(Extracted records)
━━━

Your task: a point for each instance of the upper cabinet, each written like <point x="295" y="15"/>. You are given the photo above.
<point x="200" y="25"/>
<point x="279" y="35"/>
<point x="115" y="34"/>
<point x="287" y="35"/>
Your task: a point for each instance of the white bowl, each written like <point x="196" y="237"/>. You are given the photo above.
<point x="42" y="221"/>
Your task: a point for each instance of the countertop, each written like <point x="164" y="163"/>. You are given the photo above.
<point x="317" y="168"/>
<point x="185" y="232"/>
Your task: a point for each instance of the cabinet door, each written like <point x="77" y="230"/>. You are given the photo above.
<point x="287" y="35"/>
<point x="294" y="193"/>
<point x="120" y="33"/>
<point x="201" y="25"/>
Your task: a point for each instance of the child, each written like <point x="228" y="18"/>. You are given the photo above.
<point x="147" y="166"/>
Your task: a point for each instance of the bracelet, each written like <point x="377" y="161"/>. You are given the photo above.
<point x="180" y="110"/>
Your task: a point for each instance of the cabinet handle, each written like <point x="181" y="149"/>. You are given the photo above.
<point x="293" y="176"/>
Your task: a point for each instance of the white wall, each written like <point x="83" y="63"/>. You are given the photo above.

━━━

In full and without error, restate the data.

Your task: a point for each instance of the upper cabinet, each written like <point x="295" y="15"/>. You are given the photo above.
<point x="200" y="25"/>
<point x="279" y="35"/>
<point x="115" y="34"/>
<point x="287" y="35"/>
Your task: a point for each instance of the white bowl, each written like <point x="196" y="237"/>. You are given the photo above.
<point x="42" y="221"/>
Your task: a point for each instance of the countertop, each written like <point x="164" y="163"/>. You are given the photo above.
<point x="317" y="168"/>
<point x="185" y="232"/>
Your task: a point for each instance of the cabinet door, each written like <point x="77" y="230"/>. You are given the photo above.
<point x="287" y="35"/>
<point x="294" y="193"/>
<point x="120" y="33"/>
<point x="201" y="25"/>
Your task: a point for each instance of the child, each written like <point x="228" y="18"/>. You are given the photo above.
<point x="147" y="166"/>
Your task: a point for each instance of the bracelet, each written like <point x="377" y="161"/>. You are given the photo above.
<point x="180" y="110"/>
Your task: a point for each instance of the cabinet handle, each written like <point x="181" y="149"/>. You are given the photo above.
<point x="293" y="176"/>
Your task: a point for each instance of the white wall, each written like <point x="83" y="63"/>. You are given the photo above.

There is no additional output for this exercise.